### Selected passage
As the European Commission makes regulatory moves to enhance corporate transparency on social and environmental matters, will companies be encouraged to embrace a more sustainable approach by boosting their CSR credentials?
Annual accounts are never far from the agenda of the finance department. With every transaction and shift of the abacas, the bottom-line remains in focus. Typically, it’s only when it comes to the publishing of accounts that it sneaks onto the radar of the communications department; the HR department’s contribution to this fiscal accounting deadline can be even more limited.
But the parameters of business performance reporting are about to become a lot broader. From 2018 onwards, EU legislation - Directive 2014/95/EU - will set out rules requiring large companies (public interest companies with more than 500 employees) to disclose information on the way they operate and manage social and environmental challenges. Under the Directive, companies will be obliged to disclose their corporate social responsibility (CSR) policies on a wide range of issues, such as environmental protection activities, social and employee-related initiatives, as well as respect for human rights, anti-corruption and bribery issues, and diversity on the boards of directors.

### Dataset extract

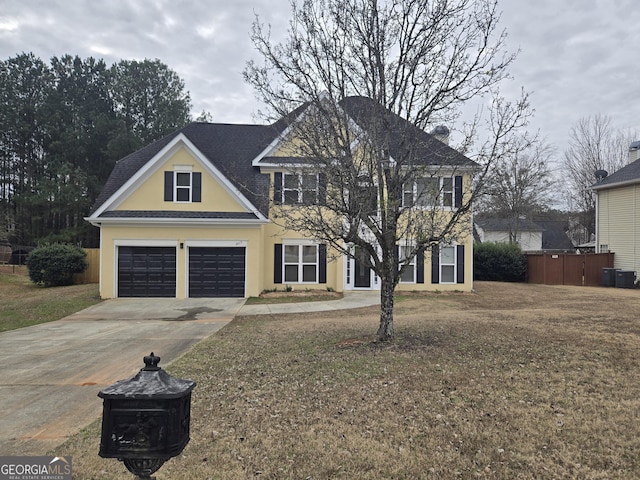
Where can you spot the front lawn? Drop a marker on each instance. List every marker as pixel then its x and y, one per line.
pixel 514 381
pixel 22 303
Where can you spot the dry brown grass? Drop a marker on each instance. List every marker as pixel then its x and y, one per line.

### Given problem
For each statement, say whether it agrees with the passage on CSR reporting, answering yes or no and quoting the text's deciding words. (a) The Directive's rules cover public interest companies with more than 500 employees. (b) The rules apply from 2020 onwards. (c) Companies must disclose their CSR policies on diversity on their boards of directors. Please rely only on the passage on CSR reporting.

### Problem solution
(a) Yes: "public interest companies with more than 500 employees"
(b) No: "From 2018 onwards"
(c) Yes: "diversity on the boards of directors"